* _Required work_: Below you will find a set of lines. Repeat them all exactly.

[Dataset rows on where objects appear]

----------

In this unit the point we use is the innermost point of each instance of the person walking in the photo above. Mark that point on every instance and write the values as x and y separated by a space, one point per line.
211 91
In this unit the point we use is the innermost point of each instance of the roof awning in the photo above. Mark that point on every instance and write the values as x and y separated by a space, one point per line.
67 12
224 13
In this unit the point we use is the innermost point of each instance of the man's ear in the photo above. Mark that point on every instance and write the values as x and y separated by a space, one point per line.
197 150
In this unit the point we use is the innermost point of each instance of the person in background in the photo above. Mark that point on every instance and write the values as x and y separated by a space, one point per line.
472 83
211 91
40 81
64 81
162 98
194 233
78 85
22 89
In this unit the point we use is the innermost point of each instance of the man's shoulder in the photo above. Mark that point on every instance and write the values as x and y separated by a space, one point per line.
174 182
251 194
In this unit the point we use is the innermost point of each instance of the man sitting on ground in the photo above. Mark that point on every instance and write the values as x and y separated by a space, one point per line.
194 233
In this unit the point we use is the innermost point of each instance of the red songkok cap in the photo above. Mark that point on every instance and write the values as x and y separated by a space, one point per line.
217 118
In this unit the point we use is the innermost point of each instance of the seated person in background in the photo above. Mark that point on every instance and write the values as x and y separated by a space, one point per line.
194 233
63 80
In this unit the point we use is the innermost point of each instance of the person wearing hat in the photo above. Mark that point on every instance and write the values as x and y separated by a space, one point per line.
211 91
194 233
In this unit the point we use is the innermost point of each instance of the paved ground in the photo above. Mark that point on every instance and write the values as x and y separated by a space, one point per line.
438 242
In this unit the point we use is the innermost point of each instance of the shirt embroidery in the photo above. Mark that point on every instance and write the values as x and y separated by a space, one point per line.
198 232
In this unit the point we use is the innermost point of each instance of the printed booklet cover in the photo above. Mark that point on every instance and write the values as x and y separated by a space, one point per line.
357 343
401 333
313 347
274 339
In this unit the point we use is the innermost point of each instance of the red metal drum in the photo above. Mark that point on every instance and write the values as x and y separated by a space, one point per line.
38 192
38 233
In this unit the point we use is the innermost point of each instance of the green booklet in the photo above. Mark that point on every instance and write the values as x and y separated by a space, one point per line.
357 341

----------

* _Exercise result_:
In this unit the point we use is the innermost point of each instance of the person walking in the photo above. Mark that point on every instance and write the values as x and y separated by a space, one point per line.
211 91
In this unit the point we use is the innermost point of each instance of the roof awning in the photo above. Mark that point on every instance and write the values as x and y separated by a space, one point per line.
67 12
224 13
In this unit the point we use is the innermost point of each instance of the man's ear in the photo above. Mark that point on every instance and write the values as x and y separated by a space, one point per line.
197 150
In this unit the point we use is the innermost point of each instance of the person in background in the photo above. Mark that point on every instance and write the values as x and y separated by a space, one point per line.
472 83
211 91
40 81
64 81
162 98
194 233
78 85
22 89
In this unit the point we use is the innermost point of each instance of the man's shoulder in the photo above. Mark that point on every instance and write the values as x and y separated by a space, one point per line.
174 182
251 194
In this unit the point we use is the innermost point of each instance of the man sitting on ground in the photo above. Mark that point on every instance and write the values as x and y separated by a space, one point per line.
194 233
In this unit the point we use is the innermost point of each instance of the red songkok cap in the photo above. Mark that point on every instance and write the values as x and y separated by a space, one point per line.
217 118
In this unit the point we use is the innermost point of each instance of the seated person in background in the photo above. Mark that point on every instance and write the values as x and y separated by a space, one point per line.
194 233
63 80
In this unit the point we use is the innermost point of each instance of the person wearing hat in the photo above. Mark that point on every instance and write the values as x and y separated by a space, one point per line.
211 91
194 233
In this unit the point we use is the innermost point of each instance of the paved ground in the photo above. Mark that point on every instance and write the values as x and y separated by a space, one point per line.
438 242
In this unit the point we use is the innermost point of each instance of the shirt embroidery in the photo above. Mark that point on every instance and write the values as x and y separated by a space, one point per line.
198 232
In this unit the point we use is the innermost point of each instance of the printed booklet cover in the photo above. Mark that point on every instance and write the values as x and y separated by a space, one point per line.
357 343
401 333
313 347
274 339
In this unit the point we use is the innermost point of each instance of the red metal drum in the photo above. Mark that point on every instance and write the values as x and y separated by a space, one point per line.
38 192
38 233
In this unit the point we use is the innermost point of each instance of the green booklet in the photo above. Mark that point on every instance and write the values as x and y separated by a space, one point per line.
357 341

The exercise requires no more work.